§ The task:
Reproduce every one of the records below verbatim, omitting the pictures.

---------- Dataset

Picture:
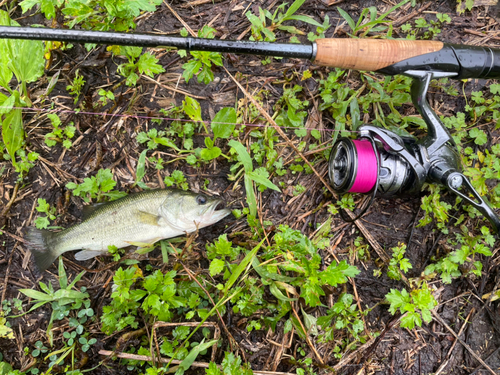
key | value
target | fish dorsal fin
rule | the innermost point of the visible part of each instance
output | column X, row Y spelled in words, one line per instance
column 148, row 218
column 89, row 254
column 90, row 209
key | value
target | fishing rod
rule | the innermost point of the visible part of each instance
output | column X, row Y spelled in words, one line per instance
column 379, row 161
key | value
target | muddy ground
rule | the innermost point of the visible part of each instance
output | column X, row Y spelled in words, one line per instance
column 109, row 142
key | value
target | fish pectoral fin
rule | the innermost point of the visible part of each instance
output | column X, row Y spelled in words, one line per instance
column 89, row 254
column 147, row 218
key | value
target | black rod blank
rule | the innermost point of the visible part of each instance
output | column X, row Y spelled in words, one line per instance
column 152, row 40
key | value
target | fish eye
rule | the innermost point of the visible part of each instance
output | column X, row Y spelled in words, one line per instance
column 201, row 200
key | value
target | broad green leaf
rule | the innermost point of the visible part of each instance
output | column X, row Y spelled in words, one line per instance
column 210, row 153
column 266, row 275
column 6, row 333
column 242, row 266
column 278, row 294
column 293, row 8
column 397, row 299
column 306, row 19
column 223, row 123
column 190, row 69
column 192, row 109
column 13, row 133
column 480, row 137
column 191, row 357
column 27, row 69
column 262, row 180
column 8, row 104
column 348, row 18
column 36, row 295
column 148, row 64
column 216, row 267
column 310, row 322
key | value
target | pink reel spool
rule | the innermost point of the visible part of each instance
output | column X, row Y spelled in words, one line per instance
column 353, row 166
column 367, row 171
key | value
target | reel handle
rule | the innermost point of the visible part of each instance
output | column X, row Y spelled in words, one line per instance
column 456, row 180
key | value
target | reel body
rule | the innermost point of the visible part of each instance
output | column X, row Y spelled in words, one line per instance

--------------------

§ Task output:
Picture:
key | value
target | fish dorsal fin
rule | the innermost point of the visible part of each instance
output | column X, row Y spelled in words, one line per instance
column 148, row 218
column 89, row 254
column 90, row 209
key | value
target | fishing rod
rule | the innermost point of the visible part of each instance
output | column X, row Y spelled in words, one line per instance
column 379, row 161
key | value
target | muddy ground
rule | the innermost point of the visible part of each instance
output | column X, row Y spelled in words, one line per instance
column 109, row 142
key | value
target | fish pectoral fin
rule | the innermost point of the visible part of each instance
output | column X, row Y spelled in words, one line per instance
column 89, row 254
column 147, row 218
key | value
target | black rod blank
rule | the innermost point of the visible part of each instance
output | column X, row Y spelled in words, one line per instance
column 152, row 40
key | value
target | fish eye
rule | the innermost point of the visible part of each instance
output | column X, row Y spelled in words, one line per instance
column 201, row 200
key | value
target | broad green leaf
rule | the innermost point of the visible part of each instance
output | column X, row Y spelled in words, one line per instance
column 210, row 153
column 266, row 275
column 6, row 333
column 242, row 266
column 278, row 294
column 293, row 8
column 397, row 299
column 306, row 19
column 223, row 123
column 190, row 69
column 192, row 109
column 13, row 133
column 480, row 137
column 191, row 357
column 27, row 69
column 262, row 180
column 8, row 104
column 348, row 18
column 36, row 295
column 148, row 64
column 216, row 267
column 310, row 322
key | value
target | pink reel spool
rule | the innermost point of the visible part of each instance
output | column X, row Y spelled in words, one line per instance
column 353, row 166
column 367, row 171
key | value
target | reel handle
rule | the innermost point of the visible part of each instance
output | column X, row Y spelled in words, one line per instance
column 456, row 180
key | value
target | reel body
rule | the innermost point of the visible part of each instance
output | column X, row Y spelled in words, one line per instance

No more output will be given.